▶ _WHAT THIS TASK INVOLVES_: The records that follow are to be transcribed in full, leaving out each picture.

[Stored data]
○ ○ ○ ○ ○

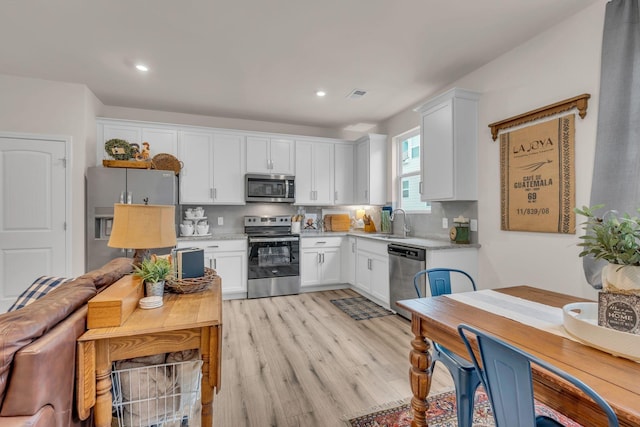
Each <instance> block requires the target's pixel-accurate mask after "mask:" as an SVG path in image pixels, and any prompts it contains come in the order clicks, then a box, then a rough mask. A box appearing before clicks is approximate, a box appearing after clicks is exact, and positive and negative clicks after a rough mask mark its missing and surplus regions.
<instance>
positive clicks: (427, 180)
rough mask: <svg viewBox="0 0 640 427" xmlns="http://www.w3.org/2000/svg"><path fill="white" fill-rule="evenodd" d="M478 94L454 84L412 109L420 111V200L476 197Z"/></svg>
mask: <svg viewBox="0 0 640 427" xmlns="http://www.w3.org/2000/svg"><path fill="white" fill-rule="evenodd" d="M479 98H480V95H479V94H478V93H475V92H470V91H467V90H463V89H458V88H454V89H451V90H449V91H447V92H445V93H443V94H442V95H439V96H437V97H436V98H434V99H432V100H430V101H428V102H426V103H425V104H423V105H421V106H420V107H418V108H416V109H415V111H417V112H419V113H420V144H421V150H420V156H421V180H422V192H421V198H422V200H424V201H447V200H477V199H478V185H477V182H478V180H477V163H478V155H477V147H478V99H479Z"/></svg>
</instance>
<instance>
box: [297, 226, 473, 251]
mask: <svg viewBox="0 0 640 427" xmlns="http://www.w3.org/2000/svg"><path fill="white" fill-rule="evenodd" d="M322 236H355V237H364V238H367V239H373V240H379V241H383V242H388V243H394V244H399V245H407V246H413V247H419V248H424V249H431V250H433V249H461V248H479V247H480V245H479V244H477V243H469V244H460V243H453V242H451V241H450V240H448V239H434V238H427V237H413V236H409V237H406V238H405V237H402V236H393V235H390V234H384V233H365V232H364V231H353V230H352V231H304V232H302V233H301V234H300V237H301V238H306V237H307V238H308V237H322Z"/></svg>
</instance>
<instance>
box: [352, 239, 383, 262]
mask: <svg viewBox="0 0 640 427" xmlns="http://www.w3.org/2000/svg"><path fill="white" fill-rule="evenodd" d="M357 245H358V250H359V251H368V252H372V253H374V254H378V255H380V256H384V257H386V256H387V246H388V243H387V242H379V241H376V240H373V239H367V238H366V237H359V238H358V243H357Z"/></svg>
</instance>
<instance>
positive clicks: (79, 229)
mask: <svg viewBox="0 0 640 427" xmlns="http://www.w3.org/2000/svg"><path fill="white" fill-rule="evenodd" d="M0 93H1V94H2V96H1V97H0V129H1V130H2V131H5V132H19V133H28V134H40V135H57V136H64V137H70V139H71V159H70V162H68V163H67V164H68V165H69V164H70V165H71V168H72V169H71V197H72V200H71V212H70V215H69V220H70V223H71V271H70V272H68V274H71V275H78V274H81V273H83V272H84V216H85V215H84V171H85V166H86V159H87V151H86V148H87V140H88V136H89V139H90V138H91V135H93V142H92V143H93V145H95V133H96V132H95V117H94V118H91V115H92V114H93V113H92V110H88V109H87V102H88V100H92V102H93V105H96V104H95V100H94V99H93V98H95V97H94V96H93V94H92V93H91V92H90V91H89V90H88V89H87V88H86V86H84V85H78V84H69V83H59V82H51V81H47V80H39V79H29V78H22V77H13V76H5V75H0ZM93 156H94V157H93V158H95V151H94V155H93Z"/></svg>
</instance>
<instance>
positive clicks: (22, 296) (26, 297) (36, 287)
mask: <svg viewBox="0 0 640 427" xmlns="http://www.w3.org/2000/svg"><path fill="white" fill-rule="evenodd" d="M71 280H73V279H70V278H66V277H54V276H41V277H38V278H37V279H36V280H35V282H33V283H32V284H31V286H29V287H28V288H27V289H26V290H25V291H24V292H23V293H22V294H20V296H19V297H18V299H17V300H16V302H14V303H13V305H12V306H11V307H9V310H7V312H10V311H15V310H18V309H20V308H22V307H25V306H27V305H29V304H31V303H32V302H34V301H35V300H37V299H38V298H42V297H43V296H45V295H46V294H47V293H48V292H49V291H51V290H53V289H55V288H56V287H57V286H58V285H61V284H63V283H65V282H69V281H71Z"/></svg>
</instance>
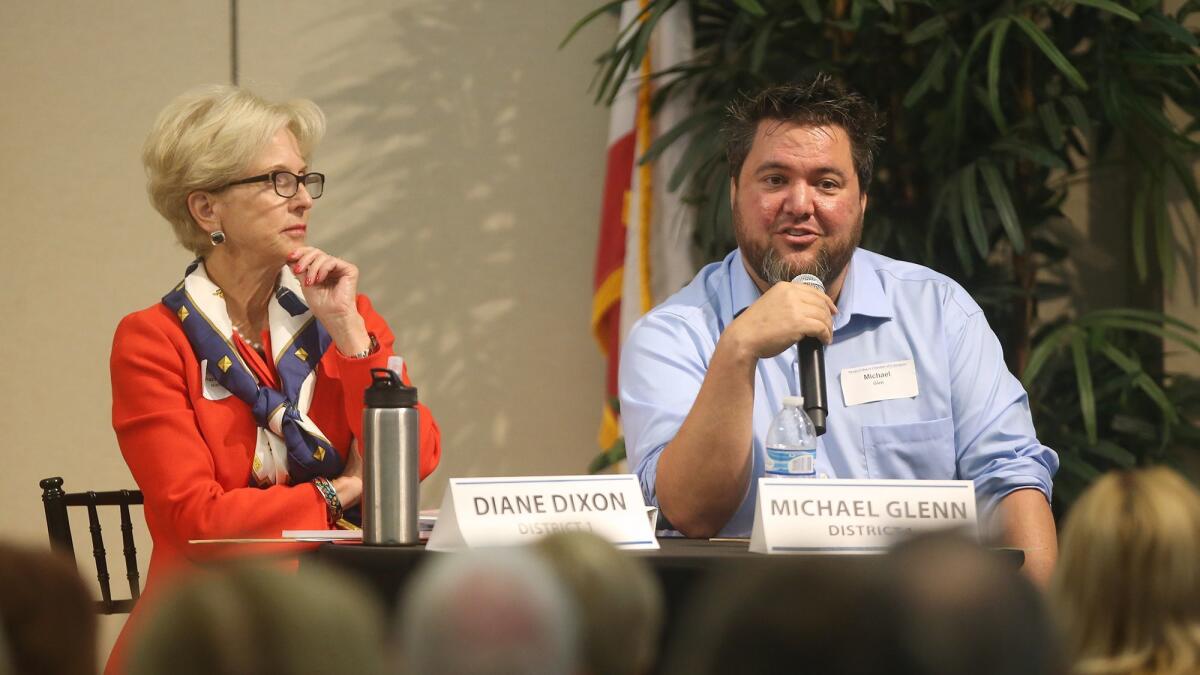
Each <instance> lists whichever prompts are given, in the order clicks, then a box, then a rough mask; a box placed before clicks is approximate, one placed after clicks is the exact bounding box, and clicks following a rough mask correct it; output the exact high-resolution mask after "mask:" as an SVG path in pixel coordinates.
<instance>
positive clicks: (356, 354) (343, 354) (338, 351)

○ ○ ○ ○ ○

▶ _ANSWER TO THIS TASK_:
Each <instance> block requires the target's pixel-accurate mask after "mask:" as an SVG path in image pixels, and any prompts it contains come in the order clicks, then a box, then a rough mask. A box appearing before clicks is approximate, a box appearing after clicks is exact, and positive and negative clicks after a rough mask mark its missing and surplus regions.
<instance>
positive clicks: (427, 180)
rough mask: <svg viewBox="0 0 640 427" xmlns="http://www.w3.org/2000/svg"><path fill="white" fill-rule="evenodd" d="M478 94L454 84L412 109L420 111V200L476 197Z"/></svg>
mask: <svg viewBox="0 0 640 427" xmlns="http://www.w3.org/2000/svg"><path fill="white" fill-rule="evenodd" d="M479 98H480V95H479V94H478V93H475V92H470V91H467V90H463V89H458V88H454V89H451V90H449V91H447V92H445V93H443V94H442V95H439V96H437V97H436V98H434V99H432V100H430V101H428V102H426V103H425V104H423V105H421V106H420V107H418V108H416V109H415V111H417V112H419V113H420V144H421V150H420V156H421V180H422V192H421V198H422V200H424V201H447V200H477V199H478V185H477V182H478V180H477V163H478V155H477V147H478V99H479Z"/></svg>
</instance>
<instance>
box: [297, 226, 473, 251]
mask: <svg viewBox="0 0 640 427" xmlns="http://www.w3.org/2000/svg"><path fill="white" fill-rule="evenodd" d="M322 236H355V237H364V238H367V239H373V240H379V241H383V242H388V243H394V244H399V245H407V246H413V247H419V248H424V249H431V250H433V249H461V248H479V247H480V245H479V244H477V243H469V244H460V243H453V242H451V241H450V240H448V239H434V238H427V237H413V236H409V237H406V238H405V237H402V236H393V235H390V234H384V233H365V232H364V231H353V230H352V231H304V232H302V233H301V234H300V237H301V238H306V237H307V238H308V237H322Z"/></svg>
</instance>
<instance>
box: [352, 239, 383, 262]
mask: <svg viewBox="0 0 640 427" xmlns="http://www.w3.org/2000/svg"><path fill="white" fill-rule="evenodd" d="M357 245H358V250H359V251H368V252H372V253H374V254H378V255H380V256H384V257H386V256H387V246H388V243H387V242H379V241H376V240H373V239H367V238H366V237H359V238H358V243H357Z"/></svg>
</instance>
<instance>
positive clicks: (79, 229)
mask: <svg viewBox="0 0 640 427" xmlns="http://www.w3.org/2000/svg"><path fill="white" fill-rule="evenodd" d="M0 93H1V94H2V96H1V97H0V129H1V130H2V131H5V132H19V133H28V134H40V135H57V136H64V137H70V139H71V159H70V162H68V163H67V164H68V165H69V164H70V165H71V168H72V169H71V197H72V200H71V212H70V215H69V220H70V223H71V271H70V272H68V274H71V275H78V274H81V273H83V272H84V216H85V215H84V171H85V166H86V159H87V151H86V148H87V140H88V136H89V139H90V138H91V135H93V142H92V143H93V145H95V133H96V132H95V117H94V118H91V115H92V114H93V113H92V110H88V109H87V102H88V100H92V102H93V105H96V104H95V100H94V99H93V98H95V97H94V96H93V94H92V93H91V92H90V91H89V90H88V89H87V88H86V86H84V85H78V84H69V83H59V82H51V81H47V80H39V79H29V78H22V77H13V76H5V75H0ZM93 156H94V157H93V158H95V151H94V155H93Z"/></svg>
</instance>
<instance>
positive clicks: (22, 296) (26, 297) (36, 287)
mask: <svg viewBox="0 0 640 427" xmlns="http://www.w3.org/2000/svg"><path fill="white" fill-rule="evenodd" d="M71 280H73V279H70V278H66V277H54V276H41V277H38V278H37V279H36V280H35V282H33V283H32V284H31V286H29V287H28V288H27V289H26V290H25V291H24V292H23V293H22V294H20V296H19V297H18V299H17V300H16V302H14V303H13V305H12V306H11V307H9V310H7V312H10V311H15V310H18V309H20V308H22V307H25V306H27V305H29V304H31V303H32V302H34V301H35V300H37V299H38V298H42V297H43V296H45V295H46V294H47V293H48V292H49V291H51V290H53V289H55V288H56V287H57V286H58V285H61V284H63V283H65V282H69V281H71Z"/></svg>
</instance>
Each <instance> lists whichever prompts are given, in the order clicks, then a box, then a rough mask; a box placed before clicks is approximate, one placed after clicks is the exact bounding box, and clicks following a rough mask correct it; output the exact high-resolution mask after "mask:" as an SVG path in pixel coordinates.
<instance>
positive clicks: (356, 354) (343, 354) (338, 351)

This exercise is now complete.